## ACTION ITEM
Return, exactly as written, every line from the first line of the data below through the line that contains "Target: distant mountain range".

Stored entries

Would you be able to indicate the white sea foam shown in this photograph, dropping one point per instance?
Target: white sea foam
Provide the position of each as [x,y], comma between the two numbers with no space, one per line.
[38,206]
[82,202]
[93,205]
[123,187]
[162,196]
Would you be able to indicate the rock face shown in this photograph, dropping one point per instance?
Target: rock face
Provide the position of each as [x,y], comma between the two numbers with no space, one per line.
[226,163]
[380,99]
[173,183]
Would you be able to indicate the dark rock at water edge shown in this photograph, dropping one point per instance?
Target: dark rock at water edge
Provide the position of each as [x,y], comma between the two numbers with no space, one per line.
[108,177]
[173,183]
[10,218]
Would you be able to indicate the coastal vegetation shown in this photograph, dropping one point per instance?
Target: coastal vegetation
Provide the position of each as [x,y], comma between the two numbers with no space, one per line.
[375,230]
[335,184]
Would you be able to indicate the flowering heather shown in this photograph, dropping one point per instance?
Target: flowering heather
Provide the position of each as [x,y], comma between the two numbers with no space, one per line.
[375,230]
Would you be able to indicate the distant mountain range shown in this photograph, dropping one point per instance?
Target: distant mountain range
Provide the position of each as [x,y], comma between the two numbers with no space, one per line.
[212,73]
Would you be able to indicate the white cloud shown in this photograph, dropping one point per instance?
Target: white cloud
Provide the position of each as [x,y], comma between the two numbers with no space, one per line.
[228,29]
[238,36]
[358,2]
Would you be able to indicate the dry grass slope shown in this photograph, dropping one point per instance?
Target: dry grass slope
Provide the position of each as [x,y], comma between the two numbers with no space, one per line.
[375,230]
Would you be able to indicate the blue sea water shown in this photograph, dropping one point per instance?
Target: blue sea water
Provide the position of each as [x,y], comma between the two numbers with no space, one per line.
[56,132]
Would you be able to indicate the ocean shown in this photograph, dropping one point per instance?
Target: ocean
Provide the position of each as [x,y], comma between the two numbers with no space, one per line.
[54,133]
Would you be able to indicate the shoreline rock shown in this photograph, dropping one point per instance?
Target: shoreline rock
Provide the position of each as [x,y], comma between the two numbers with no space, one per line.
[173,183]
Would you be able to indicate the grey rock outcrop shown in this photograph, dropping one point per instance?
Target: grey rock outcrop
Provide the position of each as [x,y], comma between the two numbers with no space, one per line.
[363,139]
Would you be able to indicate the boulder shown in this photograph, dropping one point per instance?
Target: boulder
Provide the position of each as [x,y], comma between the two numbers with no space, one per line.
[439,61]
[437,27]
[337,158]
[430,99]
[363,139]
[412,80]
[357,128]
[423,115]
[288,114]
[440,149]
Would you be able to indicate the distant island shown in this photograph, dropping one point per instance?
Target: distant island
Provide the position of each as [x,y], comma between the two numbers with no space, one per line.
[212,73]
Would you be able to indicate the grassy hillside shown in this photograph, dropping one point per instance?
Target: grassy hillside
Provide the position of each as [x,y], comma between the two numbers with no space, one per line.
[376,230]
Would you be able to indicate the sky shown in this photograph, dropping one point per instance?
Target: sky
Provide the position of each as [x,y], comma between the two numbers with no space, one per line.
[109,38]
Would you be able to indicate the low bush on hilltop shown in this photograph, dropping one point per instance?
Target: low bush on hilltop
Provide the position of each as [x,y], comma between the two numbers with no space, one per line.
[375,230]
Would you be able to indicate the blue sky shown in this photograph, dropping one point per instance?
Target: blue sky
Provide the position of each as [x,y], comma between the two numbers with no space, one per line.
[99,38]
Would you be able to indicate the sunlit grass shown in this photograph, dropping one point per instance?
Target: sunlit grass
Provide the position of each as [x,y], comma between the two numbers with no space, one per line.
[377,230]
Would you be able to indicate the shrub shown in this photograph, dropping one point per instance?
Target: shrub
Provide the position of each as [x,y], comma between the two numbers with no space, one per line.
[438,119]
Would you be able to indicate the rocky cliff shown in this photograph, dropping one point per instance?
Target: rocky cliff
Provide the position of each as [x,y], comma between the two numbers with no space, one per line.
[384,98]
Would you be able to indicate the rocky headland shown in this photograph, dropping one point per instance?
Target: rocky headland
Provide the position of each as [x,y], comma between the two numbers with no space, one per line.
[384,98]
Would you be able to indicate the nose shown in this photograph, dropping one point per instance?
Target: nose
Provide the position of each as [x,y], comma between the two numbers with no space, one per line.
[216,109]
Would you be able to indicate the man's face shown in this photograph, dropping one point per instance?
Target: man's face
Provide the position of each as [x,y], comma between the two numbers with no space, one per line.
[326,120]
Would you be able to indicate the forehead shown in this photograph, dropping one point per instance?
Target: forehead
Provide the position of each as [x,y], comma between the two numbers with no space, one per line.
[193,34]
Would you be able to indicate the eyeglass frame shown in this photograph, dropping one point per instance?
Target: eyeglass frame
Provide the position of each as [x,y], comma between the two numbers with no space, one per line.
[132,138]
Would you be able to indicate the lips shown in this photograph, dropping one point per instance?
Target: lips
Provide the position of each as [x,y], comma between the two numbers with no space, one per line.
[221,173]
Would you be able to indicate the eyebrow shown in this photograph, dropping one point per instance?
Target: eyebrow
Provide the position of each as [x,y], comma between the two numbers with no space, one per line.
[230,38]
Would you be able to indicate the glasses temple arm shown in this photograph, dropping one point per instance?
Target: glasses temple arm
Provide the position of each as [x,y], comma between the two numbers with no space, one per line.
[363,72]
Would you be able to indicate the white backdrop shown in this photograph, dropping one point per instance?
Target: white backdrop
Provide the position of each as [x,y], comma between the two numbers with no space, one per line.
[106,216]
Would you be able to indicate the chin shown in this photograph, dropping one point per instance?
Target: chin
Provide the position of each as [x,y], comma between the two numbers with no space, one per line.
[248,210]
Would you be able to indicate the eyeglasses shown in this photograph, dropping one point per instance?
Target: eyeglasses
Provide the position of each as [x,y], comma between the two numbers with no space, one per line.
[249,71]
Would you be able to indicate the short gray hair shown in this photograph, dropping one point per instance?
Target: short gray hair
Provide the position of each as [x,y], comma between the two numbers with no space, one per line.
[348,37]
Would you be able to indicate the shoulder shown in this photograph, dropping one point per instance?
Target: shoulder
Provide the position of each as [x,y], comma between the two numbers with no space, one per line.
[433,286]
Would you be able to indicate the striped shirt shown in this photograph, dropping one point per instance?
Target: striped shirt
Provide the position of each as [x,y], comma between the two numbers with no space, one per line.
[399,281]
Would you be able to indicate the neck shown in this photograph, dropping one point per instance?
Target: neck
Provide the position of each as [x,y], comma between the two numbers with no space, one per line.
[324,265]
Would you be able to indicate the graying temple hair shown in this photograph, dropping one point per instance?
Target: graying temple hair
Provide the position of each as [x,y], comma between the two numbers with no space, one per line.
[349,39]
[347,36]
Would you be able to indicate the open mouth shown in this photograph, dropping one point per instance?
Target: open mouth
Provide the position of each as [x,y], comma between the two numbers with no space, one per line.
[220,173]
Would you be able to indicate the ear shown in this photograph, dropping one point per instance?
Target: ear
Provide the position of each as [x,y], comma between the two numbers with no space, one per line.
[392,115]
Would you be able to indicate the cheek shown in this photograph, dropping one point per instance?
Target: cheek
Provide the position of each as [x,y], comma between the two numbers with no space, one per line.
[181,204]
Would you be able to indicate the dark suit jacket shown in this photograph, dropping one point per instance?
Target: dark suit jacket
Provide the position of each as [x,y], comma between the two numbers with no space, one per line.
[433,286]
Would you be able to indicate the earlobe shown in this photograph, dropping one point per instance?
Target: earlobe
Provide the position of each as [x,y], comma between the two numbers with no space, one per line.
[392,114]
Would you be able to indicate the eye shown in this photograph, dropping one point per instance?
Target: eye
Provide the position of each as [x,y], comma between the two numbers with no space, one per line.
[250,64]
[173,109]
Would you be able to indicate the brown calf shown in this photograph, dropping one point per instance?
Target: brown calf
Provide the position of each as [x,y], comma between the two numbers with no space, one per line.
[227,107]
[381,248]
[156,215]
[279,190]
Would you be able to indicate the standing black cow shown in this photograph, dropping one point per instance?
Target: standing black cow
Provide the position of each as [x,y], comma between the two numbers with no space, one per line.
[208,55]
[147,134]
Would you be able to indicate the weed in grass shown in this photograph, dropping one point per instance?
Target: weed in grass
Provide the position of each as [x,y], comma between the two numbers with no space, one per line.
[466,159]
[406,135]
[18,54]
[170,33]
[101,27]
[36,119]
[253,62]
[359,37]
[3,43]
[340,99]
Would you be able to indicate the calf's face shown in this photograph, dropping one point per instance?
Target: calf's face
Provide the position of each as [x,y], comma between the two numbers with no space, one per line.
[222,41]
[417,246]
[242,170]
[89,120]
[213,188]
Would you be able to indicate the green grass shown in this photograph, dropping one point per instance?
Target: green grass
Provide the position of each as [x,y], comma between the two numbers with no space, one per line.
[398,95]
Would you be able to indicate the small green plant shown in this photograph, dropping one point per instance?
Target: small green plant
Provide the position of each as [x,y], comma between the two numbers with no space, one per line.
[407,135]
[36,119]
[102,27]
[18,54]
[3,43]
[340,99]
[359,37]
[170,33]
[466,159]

## RESPONSE TO THE TASK
Would you be able to indicate the white sea foam shown in this photograph, dropping one point per instance?
Target: white sea foam
Provide the position of each as [x,y], comma between the two numbers with no space, one per line.
[38,206]
[82,202]
[93,205]
[123,187]
[162,196]
Would you be able to indicate the rock face shown in this photograph, dropping one point per instance?
Target: rock face
Provide the position of each as [x,y], comma between the two numbers with no space, one per line.
[226,163]
[380,99]
[173,183]
Would you be able to indicate the dark rock at water edge shown in this photograph, dropping one point per instance?
Target: dark rock at water edge
Provide the position of each as [x,y], comma between the two numbers with no space, one per line.
[108,177]
[173,183]
[10,218]
Would you be able to indicate the coastal vegetation shown in this photograph, dropping one point per instance?
Target: coastal vegetation
Provide the position of each as [x,y], comma between the two numbers with no space, one per line.
[375,230]
[335,184]
Would you be able to indicate the flowering heather shown in this photograph, dropping one point per instance?
Target: flowering heather
Provide the position of each as [x,y], comma between the two numbers with no space, one per line.
[375,230]
Would you be able to indicate the distant mountain range shown in this photograph, dropping one point per instance?
Target: distant mountain range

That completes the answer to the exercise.